▶ TASK DESCRIPTION
Copy out all of the material below, putting "upper-left corner" in place of every occurrence of "top-left corner". Keep everything else unchanged.

▶ RECORDS FOR THE EXERCISE
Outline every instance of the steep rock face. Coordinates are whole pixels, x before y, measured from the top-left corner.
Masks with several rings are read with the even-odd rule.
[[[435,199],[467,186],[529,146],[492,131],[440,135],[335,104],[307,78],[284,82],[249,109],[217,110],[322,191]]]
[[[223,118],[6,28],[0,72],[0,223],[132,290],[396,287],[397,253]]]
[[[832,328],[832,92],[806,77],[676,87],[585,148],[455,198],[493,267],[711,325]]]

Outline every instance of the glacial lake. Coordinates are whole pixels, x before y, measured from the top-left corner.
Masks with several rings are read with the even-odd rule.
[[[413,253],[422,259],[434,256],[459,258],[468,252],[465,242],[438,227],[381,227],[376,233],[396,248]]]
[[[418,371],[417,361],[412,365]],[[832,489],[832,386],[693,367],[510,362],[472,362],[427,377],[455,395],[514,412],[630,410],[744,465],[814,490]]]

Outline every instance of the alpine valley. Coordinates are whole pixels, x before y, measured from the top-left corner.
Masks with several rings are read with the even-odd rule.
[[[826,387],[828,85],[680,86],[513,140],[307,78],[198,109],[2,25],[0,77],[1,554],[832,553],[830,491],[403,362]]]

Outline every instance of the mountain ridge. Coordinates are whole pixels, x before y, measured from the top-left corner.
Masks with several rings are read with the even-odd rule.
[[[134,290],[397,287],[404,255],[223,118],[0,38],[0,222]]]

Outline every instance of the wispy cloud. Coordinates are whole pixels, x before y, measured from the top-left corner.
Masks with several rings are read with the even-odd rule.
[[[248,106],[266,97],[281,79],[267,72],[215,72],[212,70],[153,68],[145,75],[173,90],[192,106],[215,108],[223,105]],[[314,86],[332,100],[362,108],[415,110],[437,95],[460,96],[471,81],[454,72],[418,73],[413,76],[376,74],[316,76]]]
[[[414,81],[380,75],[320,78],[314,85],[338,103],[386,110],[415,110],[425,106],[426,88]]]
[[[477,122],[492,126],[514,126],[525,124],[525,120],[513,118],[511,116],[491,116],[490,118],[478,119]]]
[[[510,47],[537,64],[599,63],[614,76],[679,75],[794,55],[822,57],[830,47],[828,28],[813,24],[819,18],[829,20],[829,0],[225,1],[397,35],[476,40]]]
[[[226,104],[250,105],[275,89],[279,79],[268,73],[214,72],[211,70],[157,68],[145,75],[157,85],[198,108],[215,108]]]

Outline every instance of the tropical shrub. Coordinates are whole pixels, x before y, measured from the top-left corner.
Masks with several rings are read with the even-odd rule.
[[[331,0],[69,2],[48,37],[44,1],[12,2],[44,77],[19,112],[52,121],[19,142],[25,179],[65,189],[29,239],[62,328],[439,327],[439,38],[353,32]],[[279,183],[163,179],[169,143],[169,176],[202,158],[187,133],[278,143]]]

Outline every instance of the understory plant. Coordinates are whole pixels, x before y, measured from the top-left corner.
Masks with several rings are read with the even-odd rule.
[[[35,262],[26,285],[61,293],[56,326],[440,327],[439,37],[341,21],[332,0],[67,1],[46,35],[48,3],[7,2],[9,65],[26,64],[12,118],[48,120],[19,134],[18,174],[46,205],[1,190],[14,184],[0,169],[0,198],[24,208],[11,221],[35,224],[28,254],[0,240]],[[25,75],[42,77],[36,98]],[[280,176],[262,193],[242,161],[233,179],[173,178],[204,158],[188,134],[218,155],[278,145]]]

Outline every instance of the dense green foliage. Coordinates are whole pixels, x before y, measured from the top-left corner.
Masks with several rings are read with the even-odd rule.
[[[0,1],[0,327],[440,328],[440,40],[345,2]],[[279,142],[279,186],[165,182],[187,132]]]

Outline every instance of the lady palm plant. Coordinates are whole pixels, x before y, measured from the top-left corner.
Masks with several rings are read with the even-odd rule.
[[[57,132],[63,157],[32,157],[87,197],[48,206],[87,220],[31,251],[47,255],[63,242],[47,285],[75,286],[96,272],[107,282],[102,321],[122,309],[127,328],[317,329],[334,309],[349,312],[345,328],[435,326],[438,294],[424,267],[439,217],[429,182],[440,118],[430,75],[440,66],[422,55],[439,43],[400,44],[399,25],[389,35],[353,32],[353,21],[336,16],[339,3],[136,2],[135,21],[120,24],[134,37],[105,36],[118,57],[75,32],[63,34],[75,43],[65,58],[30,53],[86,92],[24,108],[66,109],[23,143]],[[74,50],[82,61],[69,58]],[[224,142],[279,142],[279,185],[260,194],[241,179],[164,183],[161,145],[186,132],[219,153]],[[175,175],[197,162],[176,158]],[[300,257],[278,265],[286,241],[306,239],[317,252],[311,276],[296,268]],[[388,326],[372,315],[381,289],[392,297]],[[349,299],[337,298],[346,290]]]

▶ EXERCISE ANSWER
Outline every instance of the steep rock face. Coordinates are whole pixels, x before y, measured from the upper-left corner.
Masks with several rings are read with the even-odd rule.
[[[435,199],[467,186],[529,146],[492,131],[440,135],[335,104],[307,78],[284,82],[249,109],[217,110],[322,191]]]
[[[223,118],[6,28],[0,72],[0,223],[132,290],[396,287],[397,253]]]
[[[832,328],[832,92],[806,77],[676,87],[585,148],[455,198],[493,267],[711,325]]]

Outline every instance of the glacial lake. Coordinates are whole pixels, x before y, measured from the upper-left corner.
Masks with several rings are read with the even-odd rule.
[[[413,253],[422,259],[434,256],[459,258],[468,252],[465,242],[438,227],[381,227],[376,233],[396,248]]]
[[[418,371],[417,361],[412,365]],[[832,489],[832,386],[693,367],[510,362],[472,362],[427,377],[455,395],[514,412],[630,410],[744,465],[814,490]]]

Outline every instance of the alpine valley. Coordinates are whole pixels, x before y, measured from the upper-left corner.
Masks with several rings are read with the even-odd rule.
[[[826,387],[828,85],[680,86],[513,140],[307,78],[198,109],[2,25],[0,77],[1,554],[832,553],[830,491],[403,362]]]

Outline every instance of the mountain ridge. Coordinates are whole pixels, x before y, measured from the upper-left corner.
Masks with several rings are read with the even-odd rule.
[[[134,290],[397,287],[404,255],[223,118],[0,38],[0,222]]]

Outline every instance of the wispy cloud. Coordinates are whole pixels, x before y, measured from the upper-left corner.
Masks with several rings are read with the even-odd rule.
[[[248,106],[266,97],[281,79],[267,72],[215,72],[212,70],[153,68],[145,75],[173,90],[192,106],[215,108],[223,105]],[[314,86],[332,100],[362,108],[415,110],[437,95],[460,96],[471,81],[454,72],[418,73],[413,76],[376,74],[316,76]]]
[[[414,81],[380,75],[320,78],[314,85],[338,103],[386,110],[415,110],[425,106],[426,88]]]
[[[477,122],[492,126],[514,126],[525,124],[525,120],[513,118],[511,116],[491,116],[490,118],[478,119]]]
[[[510,47],[537,64],[599,63],[614,76],[679,75],[794,55],[822,57],[830,47],[828,28],[813,24],[819,18],[829,20],[829,0],[225,1],[397,35],[476,40]]]
[[[226,104],[250,105],[275,89],[279,79],[268,73],[214,72],[211,70],[157,68],[145,75],[157,85],[198,108],[215,108]]]

Outline every instance of the tropical shrub. Coordinates are whole pixels, x before y, measured from the upper-left corner.
Masks with several rings are read with the even-odd rule.
[[[331,0],[69,2],[48,37],[44,1],[12,2],[44,77],[19,112],[52,121],[19,142],[25,179],[65,189],[29,239],[62,328],[439,327],[439,38],[353,32]],[[279,183],[163,179],[169,143],[169,176],[202,158],[187,133],[278,143]]]

Outline every instance of the understory plant. Coordinates are whole pixels, x before y, measured from the upper-left corner.
Masks with several rings are read with the even-odd rule.
[[[35,262],[26,285],[61,293],[56,326],[440,327],[439,37],[341,21],[332,0],[67,1],[46,35],[48,3],[7,2],[9,65],[26,64],[12,118],[48,120],[19,134],[18,174],[46,205],[1,190],[14,184],[0,169],[0,198],[24,208],[11,221],[35,224],[28,254],[0,240]],[[25,75],[42,77],[36,98]],[[280,176],[262,193],[242,161],[233,179],[173,178],[204,158],[188,134],[218,155],[278,145]]]

Outline every instance of the dense green foliage. Coordinates are whole pixels, x before y, measured from the upper-left corner.
Masks with several rings are read with the even-odd rule.
[[[0,1],[0,327],[440,328],[440,40],[345,2]],[[279,142],[279,186],[165,182],[187,132]]]

Outline every instance of the lady palm plant. Coordinates are whole pixels, x before y, measured from the upper-left corner.
Masks with several rings are read with the even-odd rule.
[[[57,132],[63,157],[32,157],[87,197],[48,206],[87,220],[31,251],[47,255],[63,242],[47,285],[75,286],[96,272],[107,282],[102,321],[122,309],[127,328],[317,329],[334,309],[349,312],[345,328],[435,326],[438,294],[424,267],[439,217],[429,182],[440,118],[430,75],[440,66],[422,55],[439,43],[400,44],[399,25],[389,35],[353,32],[353,21],[336,16],[339,3],[136,2],[135,21],[120,24],[134,37],[105,36],[118,57],[75,32],[63,34],[75,43],[65,58],[30,53],[86,92],[24,108],[66,109],[23,143]],[[74,50],[82,61],[69,58]],[[224,142],[279,142],[279,185],[260,194],[241,179],[164,183],[161,145],[186,132],[219,153]],[[175,175],[197,162],[176,158]],[[300,257],[278,265],[286,241],[306,239],[317,252],[311,276],[296,268]],[[388,326],[372,315],[381,289],[392,297]],[[349,299],[337,298],[346,290]]]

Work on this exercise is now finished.